---------- TRECHO SELECIONADO ----------
A Segunda Guerra do Congo ocorreu quase um ano depois da primeira, com o envolvimento de outros países do continente. Enquanto Uganda, Burundi e Ruanda decidiram atacar o governo de Laurent Kabila, Angola, Chade, Zimbabué e Namíbia apoiaram o então regime da RDC. Com duração entre 1998 e 2002, o conflito registrou mais de 4 milhões de mortes, o que o caracterizou como o conflito mais sangrento do planeta depois da Segunda Guerra Mundial.
Outro fator para entender o conflito é o genocídio em Ruanda, que entre 1993 e 1994 vitimou cerca de 800 mil pessoas, a maioria da etnia Tutsi. Depois do massacre, cerca de dois milhões de Hutus fugiram para a RDC, com receio de retaliação. A Frente Patriótica Ruandesa (FPR), composta por Tutsis, assumiu o comando de Ruanda e foi acusada de perseguir os opositores Hutus em território ruandês e congolês.
O exército de Ruanda também se aproximou de milícias Tutsi, que passaram a enfrentar o exército congolês em áreas, como o leste do país, próximos da cidade de Goma, onde existem refugiados e congoleses da etnia Hutu.
Violência de gênero
A Médicos Sem Fronteiras tem no país a sua principal atuação, com presença em 21 das 26 províncias da República Democrática do Congo, com foco em pessoas que foram deslocadas por conta do conflito e outras que vivem com problemas de saúde, como o HIV. A organização também oferece suporte de saúde física e mental para vítimas da violência sexual no país, um dos graves problemas do conflito.
---------- DADOS FORNECIDOS ----------
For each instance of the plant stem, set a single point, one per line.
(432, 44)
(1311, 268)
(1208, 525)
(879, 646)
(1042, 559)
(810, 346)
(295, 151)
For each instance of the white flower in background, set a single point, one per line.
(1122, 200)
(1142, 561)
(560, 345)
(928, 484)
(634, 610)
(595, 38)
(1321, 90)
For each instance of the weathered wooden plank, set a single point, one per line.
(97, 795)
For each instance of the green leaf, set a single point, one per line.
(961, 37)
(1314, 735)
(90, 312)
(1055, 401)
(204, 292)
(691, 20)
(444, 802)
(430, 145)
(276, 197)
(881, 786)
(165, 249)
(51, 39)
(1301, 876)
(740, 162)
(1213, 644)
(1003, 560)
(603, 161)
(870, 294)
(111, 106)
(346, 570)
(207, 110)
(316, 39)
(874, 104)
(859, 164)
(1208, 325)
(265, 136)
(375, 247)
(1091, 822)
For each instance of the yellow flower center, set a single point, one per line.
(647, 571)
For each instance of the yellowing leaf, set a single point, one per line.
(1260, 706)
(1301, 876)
----------
> [EXERCÍCIO]
Prossiga o texto sobre a guerra na República Democrática do Congo a partir da última frase apresentada.

> [EXERCÍCIO RESOLVIDO]
A coordenadora de emergência da Médicos Sem Fronteiras em Goma, Camille Niel, acredita que a violência sexual não é uma situação restrita ao Congo, mas é uma realidade do mundo. “Podemos dizer que a violência de gênero é um problema mundial, presente em todas as sociedades. No país, especificamente em Kivu do Norte, o que observamos é que anos de conflito levaram a um enorme número de homens armados. Esses homens armados são os responsáveis pelo aumento do número de agressões sexuais e estupros cometidos contra mulheres e crianças”, detalha.
Camille Niel relata como as mulheres são alvos de ataques durante atividades cotidianas, ao mesmo tempo em que são as responsáveis pela manutenção da vida cotidiana das famílias vítimas do conflito.
“Não há limites para os ataques contra mulheres. Mesmo nesse contexto de deslocamento, as mulheres continuam sendo as responsáveis pelo sustento de suas famílias. Não há oportunidades econômicas para elas dentro dos acampamentos ou em Goma. Portanto, a maioria delas sai do acampamento e vai para as plantações para recolher lenha ou mesmo tentar coletar alguns vegetais ou comida para a família. Enquanto estão lá, elas são atacadas por homens armados que estão nessas áreas”, explica.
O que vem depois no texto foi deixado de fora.